• Task to carry out: Copy out the full passage on identifying the dead in Bosnia through DNA, word for word and unchanged.

• Text:
───
There were limited funds in Bosnia, and they were pioneering the use of DNA samples to identify dead bodies. Rather than using clothing, dental records as the starting point, they used DNA.
I had never thought about this before, but people switched clothes, family members couldn't always remember as perfectly as they though they could what their loved ones were wearing when they died. At one point there was screaming match between two families about who the clothing of a deceased person belonged to. So they learned that DNA was the more reliable starting point.
They obtained DNA samples from living relatives, started organizations of living relatives so they could create lists of missing persons, dug up the bodies which were very decayed, created inventories of the bones, were meticulous about their chain of possession records so what they obtained could later be used for trials. They used skills from multiple sources: forensics, archeology, detective work.
───
• Supplied data:
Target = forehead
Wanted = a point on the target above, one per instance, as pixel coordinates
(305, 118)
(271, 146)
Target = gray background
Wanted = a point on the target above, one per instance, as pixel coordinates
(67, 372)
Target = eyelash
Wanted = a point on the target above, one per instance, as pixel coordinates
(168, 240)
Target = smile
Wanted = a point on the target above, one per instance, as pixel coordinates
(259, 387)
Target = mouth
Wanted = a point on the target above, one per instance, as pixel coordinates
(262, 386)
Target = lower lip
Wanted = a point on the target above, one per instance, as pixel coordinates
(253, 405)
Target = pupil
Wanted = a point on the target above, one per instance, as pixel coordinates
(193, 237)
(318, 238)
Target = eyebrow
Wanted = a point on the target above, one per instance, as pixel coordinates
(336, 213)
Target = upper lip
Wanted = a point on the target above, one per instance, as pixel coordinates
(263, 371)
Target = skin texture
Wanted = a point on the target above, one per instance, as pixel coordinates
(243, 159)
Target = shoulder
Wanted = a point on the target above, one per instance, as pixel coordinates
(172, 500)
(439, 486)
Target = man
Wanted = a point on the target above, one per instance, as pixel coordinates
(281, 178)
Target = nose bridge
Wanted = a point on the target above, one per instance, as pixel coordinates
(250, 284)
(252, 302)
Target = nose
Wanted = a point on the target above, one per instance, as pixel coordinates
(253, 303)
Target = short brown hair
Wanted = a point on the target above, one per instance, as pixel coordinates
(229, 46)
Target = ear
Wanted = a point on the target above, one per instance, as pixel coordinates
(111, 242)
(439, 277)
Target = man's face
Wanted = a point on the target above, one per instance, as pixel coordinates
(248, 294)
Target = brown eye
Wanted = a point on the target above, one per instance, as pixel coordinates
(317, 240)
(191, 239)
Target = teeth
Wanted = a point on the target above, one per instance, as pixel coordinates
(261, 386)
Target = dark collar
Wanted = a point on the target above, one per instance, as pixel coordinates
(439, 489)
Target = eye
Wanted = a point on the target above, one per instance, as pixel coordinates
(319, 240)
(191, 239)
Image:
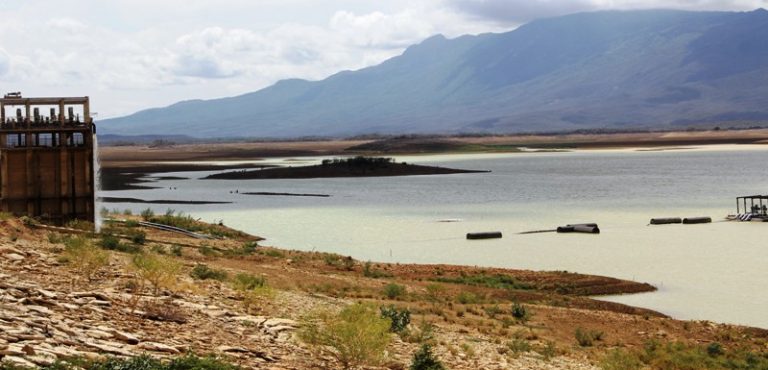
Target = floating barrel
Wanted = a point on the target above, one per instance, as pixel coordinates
(579, 228)
(697, 220)
(485, 235)
(666, 220)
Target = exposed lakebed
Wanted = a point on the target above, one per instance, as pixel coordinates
(712, 271)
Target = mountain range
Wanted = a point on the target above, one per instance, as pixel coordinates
(612, 69)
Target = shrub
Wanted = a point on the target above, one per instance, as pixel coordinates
(147, 214)
(424, 359)
(492, 311)
(245, 281)
(176, 250)
(586, 338)
(158, 270)
(394, 291)
(548, 351)
(84, 257)
(164, 311)
(55, 238)
(619, 359)
(138, 237)
(203, 272)
(358, 334)
(518, 346)
(207, 251)
(399, 318)
(467, 298)
(246, 249)
(520, 313)
(715, 349)
(370, 272)
(109, 241)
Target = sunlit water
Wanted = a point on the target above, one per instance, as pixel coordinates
───
• Response for this exercise:
There were limited funds in Bosnia, and they were pioneering the use of DNA samples to identify dead bodies. Rather than using clothing, dental records as the starting point, they used DNA.
I had never thought about this before, but people switched clothes, family members couldn't always remember as perfectly as they though they could what their loved ones were wearing when they died. At one point there was screaming match between two families about who the clothing of a deceased person belonged to. So they learned that DNA was the more reliable starting point.
They obtained DNA samples from living relatives, started organizations of living relatives so they could create lists of missing persons, dug up the bodies which were very decayed, created inventories of the bones, were meticulous about their chain of possession records so what they obtained could later be used for trials. They used skills from multiple sources: forensics, archeology, detective work.